• Instruções do exercício: Extraia do material, sem alterações, todas as linhas em que aparece a palavra "siding".
-------
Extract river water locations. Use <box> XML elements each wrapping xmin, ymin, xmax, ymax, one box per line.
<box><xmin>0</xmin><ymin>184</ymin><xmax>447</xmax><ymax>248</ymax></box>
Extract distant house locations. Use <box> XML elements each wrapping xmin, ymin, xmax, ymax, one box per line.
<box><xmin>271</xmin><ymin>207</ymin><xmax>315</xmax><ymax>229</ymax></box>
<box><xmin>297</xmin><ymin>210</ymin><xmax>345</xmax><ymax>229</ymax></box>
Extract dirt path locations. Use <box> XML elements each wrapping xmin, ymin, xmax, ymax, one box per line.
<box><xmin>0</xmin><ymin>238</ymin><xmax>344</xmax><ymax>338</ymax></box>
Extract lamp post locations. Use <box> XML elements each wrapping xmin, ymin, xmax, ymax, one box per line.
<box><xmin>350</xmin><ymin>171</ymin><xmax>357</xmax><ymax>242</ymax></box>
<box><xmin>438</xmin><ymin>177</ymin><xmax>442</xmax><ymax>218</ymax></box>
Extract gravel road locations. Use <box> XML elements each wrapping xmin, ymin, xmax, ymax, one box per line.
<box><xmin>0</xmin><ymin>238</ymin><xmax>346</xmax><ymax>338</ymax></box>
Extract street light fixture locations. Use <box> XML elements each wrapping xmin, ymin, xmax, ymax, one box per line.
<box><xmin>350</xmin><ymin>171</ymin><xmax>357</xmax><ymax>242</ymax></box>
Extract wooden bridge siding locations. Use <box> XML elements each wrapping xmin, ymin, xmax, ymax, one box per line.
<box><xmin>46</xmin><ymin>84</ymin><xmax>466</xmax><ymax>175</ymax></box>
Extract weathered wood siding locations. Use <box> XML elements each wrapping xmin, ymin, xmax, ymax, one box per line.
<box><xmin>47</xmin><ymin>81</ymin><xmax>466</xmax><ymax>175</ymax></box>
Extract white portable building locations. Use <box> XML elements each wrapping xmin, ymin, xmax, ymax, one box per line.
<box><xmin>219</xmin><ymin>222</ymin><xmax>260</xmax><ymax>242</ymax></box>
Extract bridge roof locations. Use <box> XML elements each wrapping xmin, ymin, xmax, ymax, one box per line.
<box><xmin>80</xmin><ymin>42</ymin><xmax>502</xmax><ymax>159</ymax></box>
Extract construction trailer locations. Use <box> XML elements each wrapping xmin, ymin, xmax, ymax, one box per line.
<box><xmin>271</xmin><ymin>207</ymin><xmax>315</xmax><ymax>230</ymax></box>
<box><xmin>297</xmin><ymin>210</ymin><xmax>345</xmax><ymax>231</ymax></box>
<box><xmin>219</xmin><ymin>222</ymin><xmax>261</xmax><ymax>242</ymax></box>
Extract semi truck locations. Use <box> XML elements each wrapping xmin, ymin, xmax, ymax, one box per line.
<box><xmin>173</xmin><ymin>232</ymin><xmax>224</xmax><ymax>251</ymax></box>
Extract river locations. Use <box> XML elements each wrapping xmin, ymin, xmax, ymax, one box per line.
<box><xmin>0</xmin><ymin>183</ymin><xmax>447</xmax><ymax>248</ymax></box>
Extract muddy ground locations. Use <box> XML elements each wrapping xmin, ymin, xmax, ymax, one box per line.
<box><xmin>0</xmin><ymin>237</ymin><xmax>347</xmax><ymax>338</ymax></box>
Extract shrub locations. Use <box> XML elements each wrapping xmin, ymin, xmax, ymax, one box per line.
-------
• Exercício resolvido:
Extract wooden bridge siding locations. Use <box> XML elements each wrapping xmin, ymin, xmax, ymax, one box per line.
Extract weathered wood siding locations. Use <box> XML elements each wrapping xmin, ymin, xmax, ymax, one box per line.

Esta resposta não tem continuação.